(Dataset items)
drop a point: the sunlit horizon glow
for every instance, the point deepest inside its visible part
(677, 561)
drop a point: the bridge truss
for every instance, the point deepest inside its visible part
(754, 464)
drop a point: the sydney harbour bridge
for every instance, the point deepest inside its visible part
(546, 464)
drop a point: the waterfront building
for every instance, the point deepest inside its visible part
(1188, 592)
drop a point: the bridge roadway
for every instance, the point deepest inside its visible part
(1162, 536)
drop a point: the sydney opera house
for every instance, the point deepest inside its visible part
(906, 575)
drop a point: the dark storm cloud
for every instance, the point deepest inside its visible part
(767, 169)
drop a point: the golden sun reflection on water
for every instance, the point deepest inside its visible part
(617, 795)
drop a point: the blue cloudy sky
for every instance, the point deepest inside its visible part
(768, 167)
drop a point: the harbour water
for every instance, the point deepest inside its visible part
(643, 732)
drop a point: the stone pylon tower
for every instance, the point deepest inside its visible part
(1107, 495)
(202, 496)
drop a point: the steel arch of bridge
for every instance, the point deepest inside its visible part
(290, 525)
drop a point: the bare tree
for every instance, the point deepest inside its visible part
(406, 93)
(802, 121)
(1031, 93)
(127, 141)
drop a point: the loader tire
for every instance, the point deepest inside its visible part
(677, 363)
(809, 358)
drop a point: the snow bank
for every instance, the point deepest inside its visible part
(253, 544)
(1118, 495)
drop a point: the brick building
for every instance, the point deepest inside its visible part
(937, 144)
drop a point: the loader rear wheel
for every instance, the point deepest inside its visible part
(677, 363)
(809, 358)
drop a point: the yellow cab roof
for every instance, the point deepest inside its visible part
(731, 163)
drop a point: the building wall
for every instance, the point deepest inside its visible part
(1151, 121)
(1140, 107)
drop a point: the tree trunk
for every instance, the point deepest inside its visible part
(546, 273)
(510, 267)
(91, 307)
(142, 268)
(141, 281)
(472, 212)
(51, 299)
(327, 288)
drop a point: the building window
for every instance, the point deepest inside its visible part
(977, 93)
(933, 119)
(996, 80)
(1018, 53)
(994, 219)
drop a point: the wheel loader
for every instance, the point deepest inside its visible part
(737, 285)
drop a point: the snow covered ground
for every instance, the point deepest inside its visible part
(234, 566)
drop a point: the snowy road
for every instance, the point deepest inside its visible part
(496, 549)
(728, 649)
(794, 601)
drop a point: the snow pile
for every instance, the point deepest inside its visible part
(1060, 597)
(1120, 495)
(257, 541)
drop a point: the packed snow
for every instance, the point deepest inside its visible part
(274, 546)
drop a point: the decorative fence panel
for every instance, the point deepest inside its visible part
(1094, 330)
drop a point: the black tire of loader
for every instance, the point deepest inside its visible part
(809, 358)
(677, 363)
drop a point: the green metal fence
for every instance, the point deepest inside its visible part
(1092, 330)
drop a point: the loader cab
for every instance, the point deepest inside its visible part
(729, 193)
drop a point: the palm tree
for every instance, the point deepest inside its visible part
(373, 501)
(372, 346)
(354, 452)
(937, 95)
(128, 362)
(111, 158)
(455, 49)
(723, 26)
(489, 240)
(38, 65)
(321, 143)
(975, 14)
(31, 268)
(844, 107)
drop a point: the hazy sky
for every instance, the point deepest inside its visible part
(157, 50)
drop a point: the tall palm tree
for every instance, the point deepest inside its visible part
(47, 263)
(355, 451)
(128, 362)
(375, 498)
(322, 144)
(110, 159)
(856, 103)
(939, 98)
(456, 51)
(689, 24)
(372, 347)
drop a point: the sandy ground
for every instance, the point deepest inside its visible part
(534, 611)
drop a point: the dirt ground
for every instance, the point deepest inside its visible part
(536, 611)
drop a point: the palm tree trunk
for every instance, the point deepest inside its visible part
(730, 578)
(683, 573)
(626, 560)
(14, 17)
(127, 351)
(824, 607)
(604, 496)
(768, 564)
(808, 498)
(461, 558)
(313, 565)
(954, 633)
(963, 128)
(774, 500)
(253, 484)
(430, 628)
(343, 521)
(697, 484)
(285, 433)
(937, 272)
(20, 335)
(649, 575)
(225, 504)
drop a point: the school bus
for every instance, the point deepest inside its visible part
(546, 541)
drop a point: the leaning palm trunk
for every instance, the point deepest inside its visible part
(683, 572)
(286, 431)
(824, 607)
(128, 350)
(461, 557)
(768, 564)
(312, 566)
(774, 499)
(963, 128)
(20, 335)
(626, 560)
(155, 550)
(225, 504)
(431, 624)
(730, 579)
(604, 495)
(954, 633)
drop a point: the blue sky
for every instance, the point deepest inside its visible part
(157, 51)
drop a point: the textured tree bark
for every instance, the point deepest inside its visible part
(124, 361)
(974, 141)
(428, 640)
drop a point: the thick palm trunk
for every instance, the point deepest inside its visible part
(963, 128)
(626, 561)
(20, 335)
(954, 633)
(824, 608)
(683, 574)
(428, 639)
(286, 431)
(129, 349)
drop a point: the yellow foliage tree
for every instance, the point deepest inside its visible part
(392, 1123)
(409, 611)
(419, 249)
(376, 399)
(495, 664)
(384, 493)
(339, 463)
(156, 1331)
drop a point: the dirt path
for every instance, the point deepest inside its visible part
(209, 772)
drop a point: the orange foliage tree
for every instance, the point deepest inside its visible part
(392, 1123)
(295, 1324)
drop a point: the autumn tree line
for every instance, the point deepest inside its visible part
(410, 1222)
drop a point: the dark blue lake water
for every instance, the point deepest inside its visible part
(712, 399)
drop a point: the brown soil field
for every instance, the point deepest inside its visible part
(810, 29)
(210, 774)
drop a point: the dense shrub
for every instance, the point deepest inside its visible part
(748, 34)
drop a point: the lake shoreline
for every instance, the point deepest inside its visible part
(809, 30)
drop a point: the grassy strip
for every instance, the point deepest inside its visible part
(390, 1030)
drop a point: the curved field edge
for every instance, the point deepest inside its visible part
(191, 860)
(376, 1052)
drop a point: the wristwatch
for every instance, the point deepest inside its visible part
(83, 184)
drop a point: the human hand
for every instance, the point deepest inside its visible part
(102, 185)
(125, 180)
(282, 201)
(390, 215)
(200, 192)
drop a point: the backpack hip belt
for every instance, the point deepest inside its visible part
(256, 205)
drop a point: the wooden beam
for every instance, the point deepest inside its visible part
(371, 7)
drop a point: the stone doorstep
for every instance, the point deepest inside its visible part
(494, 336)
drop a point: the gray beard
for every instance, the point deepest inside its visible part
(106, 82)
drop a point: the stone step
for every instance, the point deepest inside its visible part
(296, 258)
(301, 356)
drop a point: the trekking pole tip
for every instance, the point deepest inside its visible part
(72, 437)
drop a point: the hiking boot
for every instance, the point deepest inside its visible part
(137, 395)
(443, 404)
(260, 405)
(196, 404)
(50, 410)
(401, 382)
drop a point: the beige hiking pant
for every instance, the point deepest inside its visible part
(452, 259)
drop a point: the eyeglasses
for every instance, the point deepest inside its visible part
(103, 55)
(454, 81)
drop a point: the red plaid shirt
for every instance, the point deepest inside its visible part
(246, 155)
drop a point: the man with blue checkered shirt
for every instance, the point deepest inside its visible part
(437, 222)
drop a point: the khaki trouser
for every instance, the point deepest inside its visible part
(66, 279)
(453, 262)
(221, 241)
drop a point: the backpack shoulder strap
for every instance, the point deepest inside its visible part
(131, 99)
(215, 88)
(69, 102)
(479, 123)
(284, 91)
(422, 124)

*Exercise requirements*: Copy every line exactly. Leave nothing out.

*Output of the exercise*:
drop a point: the sunlit horizon glow
for every instance, the point deepest inside its visible part
(677, 561)
drop a point: the bridge truss
for every instance, the point deepest inside its visible part
(754, 464)
drop a point: the sydney harbour bridge
for every instance, the point deepest inside its visible part
(546, 464)
drop a point: the waterfront building
for every instance, the point deepest inside its visible part
(1188, 592)
drop a point: the bridge roadway
for every instance, the point deepest inside its visible part
(1162, 536)
drop a point: the sydney opera house
for every instance, the point deepest inside its visible part
(906, 575)
drop a point: the dark storm cloud
for every instance, the point deepest inside its visible part
(767, 169)
drop a point: the golden sun reflection on water
for every instance, the point deepest inside its visible part
(617, 795)
drop a point: the blue cloudy sky
for every instance, the point deepest inside its visible part
(768, 167)
drop a point: the harbour water
for every instance, the point deepest inside its visible part
(643, 732)
drop a point: the stone pylon tower
for every instance, the point deepest inside its visible part
(1107, 495)
(202, 496)
drop a point: the steel arch of bridge
for every instance, the point deepest inside its visible part
(290, 525)
drop a point: the bare tree
for every instance, the point deepest inside its visible part
(406, 93)
(802, 121)
(1031, 93)
(127, 141)
drop a point: the loader tire
for every instance, the point deepest inside its visible part
(677, 363)
(809, 358)
drop a point: the snow bank
for every instance, the point deepest inside its visible part
(253, 544)
(1118, 495)
drop a point: the brick building
for every instance, the point deepest inside its visible part
(937, 144)
drop a point: the loader rear wheel
for every instance, the point deepest inside its visible part
(677, 363)
(809, 358)
drop a point: the yellow cab roof
for every instance, the point deepest inside its visible part
(731, 163)
drop a point: the building wall
for every instance, the point deepest inside its visible part
(1151, 121)
(1140, 107)
drop a point: the tree trunk
for every instance, the point deepest inside its visible part
(546, 273)
(510, 267)
(91, 307)
(142, 268)
(141, 281)
(472, 212)
(51, 299)
(327, 288)
drop a point: the building window
for every instance, the point deepest inside its visible part
(977, 93)
(933, 119)
(996, 80)
(1018, 53)
(994, 219)
drop a point: the wheel loader
for every instance, the point deepest inside its visible part
(737, 285)
drop a point: the snow covered ground
for every instance, the point deepest inside its visible part
(234, 566)
drop a point: the snowy road
for every instance, the point deepest inside its visible part
(496, 549)
(728, 649)
(794, 601)
drop a point: the snow pile
for every instance, the point deepest inside its visible part
(1060, 597)
(1120, 495)
(257, 541)
drop a point: the packed snow
for every instance, the point deepest inside its visible part
(274, 546)
drop a point: the decorative fence panel
for every instance, the point deepest inside its visible part
(1094, 330)
drop a point: the black tire of loader
for every instance, the point deepest inside its visible part
(809, 358)
(677, 363)
drop a point: the green metal fence
for every instance, the point deepest inside its visible part
(1092, 330)
drop a point: the loader cab
for every instance, the point deepest inside its visible part
(729, 193)
drop a point: the palm tree
for every instance, the point deepest inside its visible part
(373, 501)
(372, 346)
(354, 452)
(937, 95)
(128, 362)
(111, 158)
(455, 49)
(723, 26)
(489, 240)
(38, 65)
(321, 143)
(975, 14)
(31, 268)
(844, 107)
drop a point: the hazy sky
for every instance, the point deepest inside its visible part
(157, 50)
drop a point: the tall palm tree
for every instance, the point deepest inside its visible part
(47, 263)
(355, 451)
(128, 362)
(375, 498)
(322, 144)
(110, 159)
(856, 103)
(939, 98)
(456, 51)
(689, 24)
(372, 347)
drop a point: the sandy ground
for every instance, the point deepest inside its visible part
(534, 611)
drop a point: the dirt ground
for every instance, the point deepest inside its visible part
(536, 611)
drop a point: the palm tree trunk
for every instance, the point deepest inside its visible part
(730, 578)
(683, 573)
(626, 560)
(14, 17)
(127, 351)
(824, 607)
(604, 496)
(768, 564)
(808, 498)
(461, 558)
(313, 565)
(954, 633)
(963, 128)
(774, 500)
(253, 484)
(430, 628)
(343, 521)
(697, 484)
(285, 433)
(937, 272)
(20, 335)
(649, 575)
(225, 504)
drop a point: the school bus
for every instance, the point deepest inside its visible part
(546, 541)
drop a point: the leaning palm trunk
for every instance, the point deepest inside its visible part
(683, 572)
(286, 431)
(824, 607)
(128, 350)
(461, 557)
(768, 564)
(312, 566)
(774, 499)
(963, 128)
(20, 335)
(626, 560)
(155, 550)
(225, 504)
(431, 624)
(730, 579)
(604, 495)
(954, 633)
drop a point: the blue sky
for every instance, the point deepest inside its visible part
(157, 51)
drop a point: the textured tree bark
for every instance, the point deepest inside its visible part
(124, 361)
(974, 141)
(428, 640)
drop a point: the thick palm trunk
for every instance, the point deepest inside its visible part
(963, 128)
(626, 561)
(20, 335)
(954, 633)
(824, 608)
(683, 574)
(428, 639)
(286, 431)
(129, 349)
drop a point: the yellow foliage tree
for every instance, the point deepest inside its visible part
(392, 1123)
(409, 611)
(419, 249)
(376, 399)
(495, 664)
(384, 493)
(339, 463)
(156, 1331)
drop a point: the dirt path
for every instance, the point deepest inside its visible part
(209, 772)
drop a point: the orange foliage tree
for every instance, the point deepest inside its visible part
(392, 1123)
(295, 1324)
drop a point: the autumn tree line
for every instance, the point deepest inside its visible part
(410, 1222)
drop a point: the dark blue lake water
for every instance, the point deepest inside its visible part
(712, 399)
drop a point: the brown soil field
for every instance, the point deepest inside its visible part
(810, 29)
(210, 774)
drop a point: the dense shrub
for every instance, the point deepest inside its visible part
(748, 34)
drop a point: the lake shoreline
for every instance, the point deepest inside its visible part
(809, 30)
drop a point: the grassy strip
for every instance, the point deepest inside its visible part
(390, 1030)
drop a point: the curved field edge
for every instance, the point deepest inside its visible part
(191, 860)
(376, 1052)
drop a point: the wristwatch
for every instance, the point deepest inside its visible part
(83, 184)
drop a point: the human hand
for every instance, the point deepest inside its visible part
(102, 185)
(125, 180)
(282, 201)
(390, 215)
(200, 192)
drop a point: the backpack hip belt
for every instance, the point deepest inside its visible part
(256, 205)
drop a point: the wooden beam
for every instance, the point deepest inside its visible part
(371, 7)
drop a point: the stone doorstep
for every instance, the point deepest inside its visible part
(494, 336)
drop a point: the gray beard
for every instance, the point deepest inside its visible part
(106, 82)
drop a point: the stone step
for every instance, the point deepest inside its visible part
(296, 258)
(301, 356)
drop a point: the trekking pole tip
for every instance, the point deepest inside its visible part
(72, 437)
drop a point: the hiking boot
for every instance, the point deepest inside its visible part
(137, 395)
(443, 404)
(260, 405)
(196, 404)
(50, 410)
(401, 382)
drop a point: the beige hiking pant
for every instance, the point deepest inside its visible part
(452, 259)
drop a point: the eyeglasses
for every instance, the point deepest inside its visible part
(103, 55)
(454, 81)
drop a point: the red plaid shirt
for every instance, the point deepest inside its visible part
(246, 155)
drop a point: the man with blue checkered shirt
for every instance, the point deepest inside its visible part
(437, 222)
drop a point: the khaki trouser
for every instance, the point deepest inside its visible part
(66, 279)
(453, 262)
(221, 241)
drop a point: the backpack shoulder strap
for every instance, the point deepest inside its visible part
(131, 99)
(215, 88)
(69, 102)
(479, 123)
(284, 91)
(422, 124)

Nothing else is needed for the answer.